» What the task asks
Identify every line in the listing below that contains the word "sweater", and copy each of those lines. Case counts.

Image box annotation records
......

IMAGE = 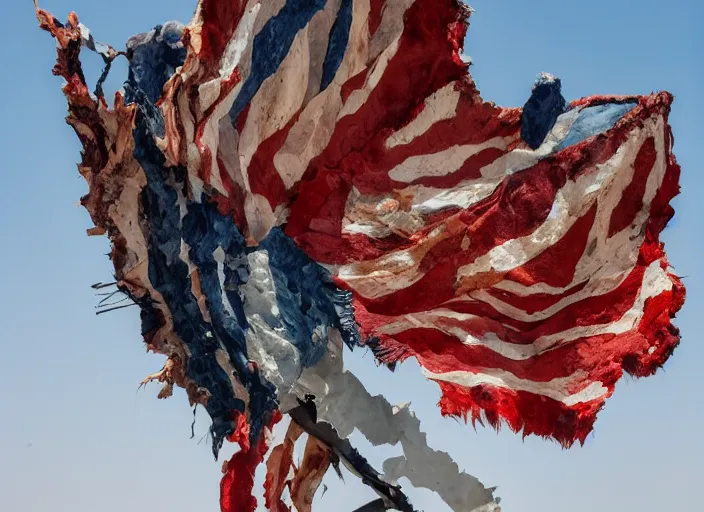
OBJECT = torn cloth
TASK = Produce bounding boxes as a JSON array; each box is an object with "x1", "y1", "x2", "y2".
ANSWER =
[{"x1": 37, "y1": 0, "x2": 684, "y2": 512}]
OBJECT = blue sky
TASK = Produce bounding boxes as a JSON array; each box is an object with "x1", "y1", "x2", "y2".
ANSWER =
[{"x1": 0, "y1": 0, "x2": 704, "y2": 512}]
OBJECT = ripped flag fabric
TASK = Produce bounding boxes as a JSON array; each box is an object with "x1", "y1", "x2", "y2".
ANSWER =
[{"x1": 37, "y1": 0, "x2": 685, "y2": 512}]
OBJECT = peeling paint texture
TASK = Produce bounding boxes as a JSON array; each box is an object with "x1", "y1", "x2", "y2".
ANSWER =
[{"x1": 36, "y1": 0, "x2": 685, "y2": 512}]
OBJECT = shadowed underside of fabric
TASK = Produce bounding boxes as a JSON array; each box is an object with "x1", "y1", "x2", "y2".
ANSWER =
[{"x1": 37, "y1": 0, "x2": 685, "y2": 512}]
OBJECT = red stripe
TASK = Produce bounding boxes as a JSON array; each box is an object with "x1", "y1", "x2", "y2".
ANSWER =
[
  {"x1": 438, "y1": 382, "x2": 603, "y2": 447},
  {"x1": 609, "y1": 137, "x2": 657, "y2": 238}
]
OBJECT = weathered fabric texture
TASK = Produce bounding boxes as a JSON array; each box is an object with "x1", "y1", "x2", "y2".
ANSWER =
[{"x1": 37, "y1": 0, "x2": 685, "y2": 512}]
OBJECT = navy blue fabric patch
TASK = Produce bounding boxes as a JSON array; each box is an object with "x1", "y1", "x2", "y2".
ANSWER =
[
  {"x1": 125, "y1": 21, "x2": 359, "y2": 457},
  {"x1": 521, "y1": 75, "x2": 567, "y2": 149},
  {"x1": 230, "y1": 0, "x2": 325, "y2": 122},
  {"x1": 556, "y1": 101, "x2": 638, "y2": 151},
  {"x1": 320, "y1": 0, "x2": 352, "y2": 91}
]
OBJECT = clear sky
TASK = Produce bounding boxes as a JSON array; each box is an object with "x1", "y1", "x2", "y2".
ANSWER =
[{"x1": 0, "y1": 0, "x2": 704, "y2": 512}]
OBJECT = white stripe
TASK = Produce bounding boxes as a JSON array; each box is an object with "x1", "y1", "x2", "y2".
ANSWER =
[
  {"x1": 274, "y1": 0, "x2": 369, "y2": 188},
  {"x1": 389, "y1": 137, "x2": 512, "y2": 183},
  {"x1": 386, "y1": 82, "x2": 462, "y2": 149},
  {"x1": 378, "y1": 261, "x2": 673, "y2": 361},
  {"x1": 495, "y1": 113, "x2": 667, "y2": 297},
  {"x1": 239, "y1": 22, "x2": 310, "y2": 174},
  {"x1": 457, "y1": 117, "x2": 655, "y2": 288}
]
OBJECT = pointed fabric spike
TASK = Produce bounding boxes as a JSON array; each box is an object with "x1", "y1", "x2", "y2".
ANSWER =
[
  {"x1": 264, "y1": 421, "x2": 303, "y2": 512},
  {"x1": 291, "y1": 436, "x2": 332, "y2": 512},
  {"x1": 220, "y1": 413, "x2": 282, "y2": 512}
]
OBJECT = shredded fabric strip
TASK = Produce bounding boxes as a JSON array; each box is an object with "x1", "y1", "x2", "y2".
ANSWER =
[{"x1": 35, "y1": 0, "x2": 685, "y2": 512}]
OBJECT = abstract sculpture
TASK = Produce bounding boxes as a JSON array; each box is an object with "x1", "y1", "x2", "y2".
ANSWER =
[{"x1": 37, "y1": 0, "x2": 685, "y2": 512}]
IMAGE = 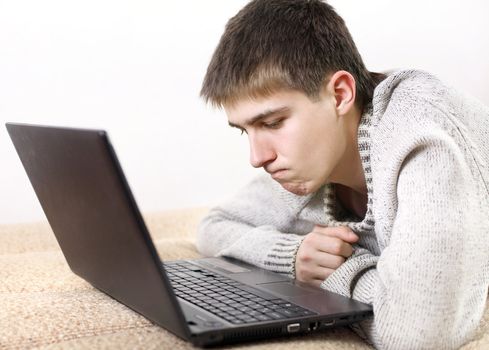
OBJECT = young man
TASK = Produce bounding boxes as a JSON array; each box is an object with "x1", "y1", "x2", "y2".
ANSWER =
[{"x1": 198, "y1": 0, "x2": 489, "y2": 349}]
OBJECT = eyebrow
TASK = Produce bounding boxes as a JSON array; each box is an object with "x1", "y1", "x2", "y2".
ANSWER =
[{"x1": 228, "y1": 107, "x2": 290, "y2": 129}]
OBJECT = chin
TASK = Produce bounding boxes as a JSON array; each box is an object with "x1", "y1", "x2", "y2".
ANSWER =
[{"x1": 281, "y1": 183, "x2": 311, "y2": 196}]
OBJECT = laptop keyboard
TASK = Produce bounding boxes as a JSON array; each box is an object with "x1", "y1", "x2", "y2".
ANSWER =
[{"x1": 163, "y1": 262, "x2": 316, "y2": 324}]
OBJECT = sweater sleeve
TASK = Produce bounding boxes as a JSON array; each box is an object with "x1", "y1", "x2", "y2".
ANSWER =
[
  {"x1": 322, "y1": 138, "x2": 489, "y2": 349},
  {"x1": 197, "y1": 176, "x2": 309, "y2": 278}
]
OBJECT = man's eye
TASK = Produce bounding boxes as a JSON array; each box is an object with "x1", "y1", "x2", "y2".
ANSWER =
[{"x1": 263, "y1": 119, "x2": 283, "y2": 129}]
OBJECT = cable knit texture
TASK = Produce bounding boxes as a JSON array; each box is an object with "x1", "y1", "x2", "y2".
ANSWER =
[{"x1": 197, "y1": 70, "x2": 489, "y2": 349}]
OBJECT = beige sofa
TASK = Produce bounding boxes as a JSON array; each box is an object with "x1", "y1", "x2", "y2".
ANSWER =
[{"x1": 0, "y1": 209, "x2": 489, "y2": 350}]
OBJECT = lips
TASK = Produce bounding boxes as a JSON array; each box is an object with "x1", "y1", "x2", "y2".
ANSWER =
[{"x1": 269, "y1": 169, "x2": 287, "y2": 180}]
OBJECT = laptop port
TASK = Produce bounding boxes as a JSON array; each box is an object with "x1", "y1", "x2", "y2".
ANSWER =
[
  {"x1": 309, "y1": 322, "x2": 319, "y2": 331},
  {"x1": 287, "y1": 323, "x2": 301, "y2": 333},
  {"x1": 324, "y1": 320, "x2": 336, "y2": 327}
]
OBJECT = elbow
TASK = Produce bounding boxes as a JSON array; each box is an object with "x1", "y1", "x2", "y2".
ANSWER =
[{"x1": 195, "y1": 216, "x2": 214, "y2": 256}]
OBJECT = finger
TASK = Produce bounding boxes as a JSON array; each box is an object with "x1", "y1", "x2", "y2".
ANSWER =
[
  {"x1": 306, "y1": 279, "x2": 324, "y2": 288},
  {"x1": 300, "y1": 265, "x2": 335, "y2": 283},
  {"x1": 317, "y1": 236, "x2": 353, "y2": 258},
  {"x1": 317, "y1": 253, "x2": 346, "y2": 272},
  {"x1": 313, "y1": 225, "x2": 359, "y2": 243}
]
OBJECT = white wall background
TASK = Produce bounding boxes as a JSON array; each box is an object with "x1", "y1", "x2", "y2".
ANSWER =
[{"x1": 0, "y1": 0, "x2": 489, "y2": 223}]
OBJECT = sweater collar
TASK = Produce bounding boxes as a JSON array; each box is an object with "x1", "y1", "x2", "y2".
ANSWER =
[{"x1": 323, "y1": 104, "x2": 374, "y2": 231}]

......

» Final result
OBJECT = sweater sleeve
OBJECT = sweater collar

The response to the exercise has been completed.